== FRAGMENTO DEL DOCUMENTO ==

Por José María Sifontes
Médico siquiatra

Nunca me ha gustado esa costumbre que tienen muchas personas en El Salvador de llamarlo a uno “jefe” o “patrón”. Puede ser quien nos cuida el carro en un estacionamiento o el guardia de seguridad que nos abre la puerta en un banco, gente sencilla que se gana la vida con mucha dificultad. ¿Por qué me dices patrón? digo, más para mis adentros que para ser escuchado, yo no soy tu patrón, sólo vengo al banco como cliente, no tienes porque llamarme así. Es, por supuesto, una conducta de sumisión, en la cual se pretende establecer y dejar claro quién es el superior y quién el inferior. Pero yo no me considero superior a quien me cuida el carro o al que me abre una puerta; somos iguales y así se debería de percibir. El hecho de que sea yo el dueño del carro y quien le dará después una propina por cuidármelo no me hace mejor ni superior. Él me da un servicio y yo se la recompenso, punto.

===
== DATOS DEL EJERCICIO ==

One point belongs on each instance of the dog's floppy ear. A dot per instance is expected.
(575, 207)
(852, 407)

===

→ ACCIONES REQUERIDAS
1. En una a tres oraciones, explique por qué el autor del texto sobre la costumbre de decir “patrón” rechaza que lo llamen así.
2. Prolongue el texto sobre la costumbre de decir “patrón” a partir de donde termina.
Las líneas no guardan relación con el texto sobre la costumbre de decir “patrón”.

→ RESPUESTAS POR PUNTO
1. Porque ve en ese trato una conducta de sumisión que busca dejar claro quién es el superior y quién el inferior. Él no se considera superior a quien le cuida el carro o le abre la puerta, sino su igual. Ser el dueño del carro y dar una propina no lo hace mejor.

2.
Esta actitud de vasallaje existe también en otros estratos sociales, que en nuestro medio se traduce en estratos económicos o de poder, y tiene implicaciones psicológicas muy determinantes en las relaciones sociales y expectativas. Vasallo, de acuerdo con el diccionario de la Real Academia Española, significa persona que reconoce a otra como superior o tiene dependencia de ella. La relación entre vasallo y señor se remonta a la época feudal, en la cual la gente del pueblo reconocía a su señor, le ofrecía pleitesía y le pagaba impuestos a cambio de protección. Pero la época feudal ya pasó y ahora vivimos en democracias que supuestamente nos iguala a todos. El vasallaje persiste, sin embargo, no en las leyes, sino en la mente colectiva. Por factores subconscientes, por costumbre, por falta de seguridad y hasta por comodidad y conveniencia, las personas buscan quien los mande, quien les dé órdenes, quien les diga lo que tienen que hacer. Nadie las obliga, son ellas las que voluntariamente se sitúan en una condición de inferioridad con respecto a quien perciben como superior. A éste le dan vastos poderes y le confían sus destinos.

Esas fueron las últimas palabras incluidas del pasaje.